Description of the task –
In the article on volatile shares below, what increase in new accounts does the online broker nabtrade report?

--- Extract provided Enclosed Below ---

Volatile shares make life tricky for newcomers
VOLATILITY in shares this year has left experienced investors dizzy so spare a thought for newcomers.
New investors have rushed into stocks during the pandemic – online broker nabtrade reports a 360 per cent jump in new accounts – and investment professionals are concerned bad decisions will hurt them.
Behavioural economics specialist Ted Richards, from online investment group Six Park, said the concern was that “people are jumping in blindly without any form of strategy”.
“Remember no one has a crystal ball, so your investments need to be diversified to protect against the level of uncertainty in the future,” he said.
The Australian Securities and Investments Commission recently warned of the dangers of trying to time the market in periods of volatility, amid a large increase in trading activity by small investors.
ASIC said people chasing quick profits by playing the market over the short term had traditionally performed poorly.
Some new investors ask the wrong questions, such as:
1. What’s a great stock to buy?

--- End of Enclosed Extract provided ---
--- Dataset extract Enclosed Below ---

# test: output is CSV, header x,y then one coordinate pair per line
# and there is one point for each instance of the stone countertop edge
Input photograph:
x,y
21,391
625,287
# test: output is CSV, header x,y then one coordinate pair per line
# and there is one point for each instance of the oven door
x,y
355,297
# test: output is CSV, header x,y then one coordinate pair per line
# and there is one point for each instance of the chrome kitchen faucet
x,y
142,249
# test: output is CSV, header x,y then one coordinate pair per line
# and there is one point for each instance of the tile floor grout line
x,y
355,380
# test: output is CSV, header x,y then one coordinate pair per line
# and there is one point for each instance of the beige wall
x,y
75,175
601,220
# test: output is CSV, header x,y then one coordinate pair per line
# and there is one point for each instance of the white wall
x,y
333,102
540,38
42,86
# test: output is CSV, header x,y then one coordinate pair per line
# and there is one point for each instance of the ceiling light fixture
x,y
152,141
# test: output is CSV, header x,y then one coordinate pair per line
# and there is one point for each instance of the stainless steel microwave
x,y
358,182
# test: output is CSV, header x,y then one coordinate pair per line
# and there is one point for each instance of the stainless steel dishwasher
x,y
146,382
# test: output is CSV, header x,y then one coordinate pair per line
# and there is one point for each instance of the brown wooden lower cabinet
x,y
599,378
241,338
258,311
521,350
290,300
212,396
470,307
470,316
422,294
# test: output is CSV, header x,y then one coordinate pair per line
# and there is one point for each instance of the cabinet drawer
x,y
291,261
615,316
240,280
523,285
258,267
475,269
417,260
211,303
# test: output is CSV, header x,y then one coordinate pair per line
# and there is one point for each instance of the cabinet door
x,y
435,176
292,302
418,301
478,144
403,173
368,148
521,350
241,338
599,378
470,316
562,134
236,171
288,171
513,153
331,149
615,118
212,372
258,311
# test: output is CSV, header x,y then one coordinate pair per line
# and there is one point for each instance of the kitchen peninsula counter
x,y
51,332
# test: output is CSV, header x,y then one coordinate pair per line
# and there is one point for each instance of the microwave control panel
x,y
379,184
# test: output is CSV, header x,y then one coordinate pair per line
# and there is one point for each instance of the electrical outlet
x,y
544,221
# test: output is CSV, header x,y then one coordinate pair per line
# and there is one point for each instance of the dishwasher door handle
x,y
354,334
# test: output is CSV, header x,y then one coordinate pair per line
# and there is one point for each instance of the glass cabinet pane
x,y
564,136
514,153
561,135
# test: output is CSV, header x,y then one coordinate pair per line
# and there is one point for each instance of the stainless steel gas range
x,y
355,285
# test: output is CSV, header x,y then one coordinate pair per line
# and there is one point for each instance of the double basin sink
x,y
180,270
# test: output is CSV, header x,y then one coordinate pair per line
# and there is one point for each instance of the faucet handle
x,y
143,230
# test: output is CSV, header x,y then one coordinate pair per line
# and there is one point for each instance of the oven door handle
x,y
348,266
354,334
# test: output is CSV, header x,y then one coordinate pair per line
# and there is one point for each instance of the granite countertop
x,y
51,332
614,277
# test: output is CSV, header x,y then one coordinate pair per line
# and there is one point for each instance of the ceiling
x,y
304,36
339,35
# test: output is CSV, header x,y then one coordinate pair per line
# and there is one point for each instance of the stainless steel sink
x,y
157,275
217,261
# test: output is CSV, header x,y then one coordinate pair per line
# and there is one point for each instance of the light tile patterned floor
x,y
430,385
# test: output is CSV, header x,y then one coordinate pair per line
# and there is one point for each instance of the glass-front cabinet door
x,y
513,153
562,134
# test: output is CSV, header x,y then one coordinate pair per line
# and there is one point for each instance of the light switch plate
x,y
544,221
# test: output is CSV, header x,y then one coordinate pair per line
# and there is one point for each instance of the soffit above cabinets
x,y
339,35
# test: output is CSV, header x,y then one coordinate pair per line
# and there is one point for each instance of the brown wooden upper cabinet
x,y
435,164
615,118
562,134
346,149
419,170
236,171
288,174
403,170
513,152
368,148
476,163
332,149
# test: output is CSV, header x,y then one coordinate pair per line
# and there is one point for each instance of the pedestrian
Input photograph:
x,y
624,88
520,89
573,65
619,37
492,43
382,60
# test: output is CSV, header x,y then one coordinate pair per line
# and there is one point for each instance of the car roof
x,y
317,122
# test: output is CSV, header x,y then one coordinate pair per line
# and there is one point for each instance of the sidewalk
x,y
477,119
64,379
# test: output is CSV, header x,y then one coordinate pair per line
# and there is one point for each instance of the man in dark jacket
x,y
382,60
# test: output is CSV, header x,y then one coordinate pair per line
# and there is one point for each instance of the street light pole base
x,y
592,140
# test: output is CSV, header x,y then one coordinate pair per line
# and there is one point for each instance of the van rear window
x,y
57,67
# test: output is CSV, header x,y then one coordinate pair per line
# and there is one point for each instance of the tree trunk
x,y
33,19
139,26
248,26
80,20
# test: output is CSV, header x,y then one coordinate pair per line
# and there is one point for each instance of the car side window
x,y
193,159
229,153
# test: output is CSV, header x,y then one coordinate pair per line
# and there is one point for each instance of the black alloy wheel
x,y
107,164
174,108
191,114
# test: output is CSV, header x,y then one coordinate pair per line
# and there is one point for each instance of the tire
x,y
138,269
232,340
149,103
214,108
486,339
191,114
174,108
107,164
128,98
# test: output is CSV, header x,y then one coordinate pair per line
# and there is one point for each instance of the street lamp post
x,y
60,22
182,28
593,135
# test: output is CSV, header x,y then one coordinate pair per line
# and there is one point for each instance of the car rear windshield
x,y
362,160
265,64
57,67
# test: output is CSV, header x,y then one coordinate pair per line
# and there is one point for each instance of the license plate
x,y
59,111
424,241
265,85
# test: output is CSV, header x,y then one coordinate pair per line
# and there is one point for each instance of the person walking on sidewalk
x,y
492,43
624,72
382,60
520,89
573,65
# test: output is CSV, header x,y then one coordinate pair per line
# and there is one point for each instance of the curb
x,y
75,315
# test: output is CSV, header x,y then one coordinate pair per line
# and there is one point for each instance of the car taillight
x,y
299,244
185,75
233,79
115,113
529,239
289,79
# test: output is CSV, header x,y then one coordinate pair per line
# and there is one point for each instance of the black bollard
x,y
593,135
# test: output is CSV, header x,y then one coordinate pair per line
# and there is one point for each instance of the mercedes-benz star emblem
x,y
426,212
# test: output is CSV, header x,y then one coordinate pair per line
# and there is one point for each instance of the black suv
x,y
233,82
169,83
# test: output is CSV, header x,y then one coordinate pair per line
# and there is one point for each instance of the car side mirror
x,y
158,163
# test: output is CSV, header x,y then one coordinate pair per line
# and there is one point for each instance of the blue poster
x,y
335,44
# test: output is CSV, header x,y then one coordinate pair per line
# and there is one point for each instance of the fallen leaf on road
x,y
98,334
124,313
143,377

--- End of Enclosed Dataset extract ---

Exercise response –
A 360 per cent jump in new accounts.